● **Page extract**
== Segment start ==
Type 2 diabetes is considered a paradigm for a multifactorial polygenic disease where common variations in several genes interact to cause the disease when exposed to an enriched environment of too much food and very little exercise [9].

4.2 Diagnostic and Therapeutic Applications (Diabetes Control)

Although the science of nanomedicine is still in its infancy, it has major potential applications in controlling medical conditions such as diabetes. These include solving non-invasive glucose monitoring using implanted nanosensors, with key techniques being fluorescence resonance energy transfer (FRET) and fluorescence lifetime sensing, as well as new nanoencapsulation technologies for sensors, such as layer-by-layer (LBL) films [10]. Other applications of nanomedicine include targeted molecular imaging in vivo (e.g. tissue complications) using quantum dots (QDs) or gold nanoparticles, and single-molecule detection for the study of molecular diversity in diabetes pathology.

Nanomedicine, which is the application of nanotechnology to medicine, has already offered some new solutions, and many pharmaceutical companies are trying to develop targeted drug delivery using nanotechnology and existing drugs. Scientists have offered some solutions in treating diabetes; these solutions include boxes with nanopores that protect transplanted beta cells from the immune system attack, artificial pancreas and artificial beta cell instead of pancreas transplantation, nanospheres as biodegradable polymeric carriers for oral delivery of insulin. The abilities of nanomedicine are huge, and nanotechnology could give medicine an entirely new outlook [8]

4.2.1 Pancreatic Beta Cells

Mauro Ferrari from Ohio State University and Tejal Desai from Boston have created what could be considered one of the earliest therapeutically useful nanomedical devices [8]. The scientists have created a tiny silicon box that contains pancreatic beta cells taken from animals. The box is surrounded by a material with a very specific nanopore size (about 20 nanometers in diameter) [8]. These boxes can be implanted under the skin of diabetes patients and could temporarily restore the body's delicate glucose without the need of powerful immunosuppressant that can leave the patient with a risk of serious infection.
== Segment end ==
● **Exercise instructions**
Quote the nanomedicine passage exactly, beginning at the words "Type 2 diabetes" and stopping after "Applications (Diabetes Control)". None of the data that comes next has any bearing on this.

● **Information shown**
== Segment start ==
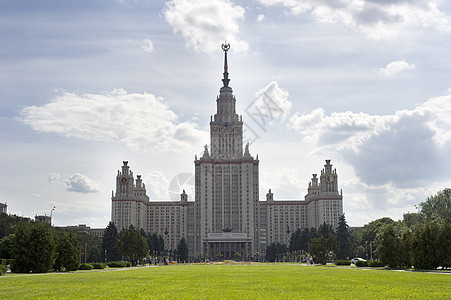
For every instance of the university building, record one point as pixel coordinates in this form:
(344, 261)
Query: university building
(226, 216)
== Segment end ==
● **Answer section**
Type 2 diabetes is considered a paradigm for a multifactorial polygenic disease where common variations in several genes interact to cause the disease when exposed to an enriched environment of too much food and very little exercise [9].

4.2 Diagnostic and Therapeutic Applications (Diabetes Control)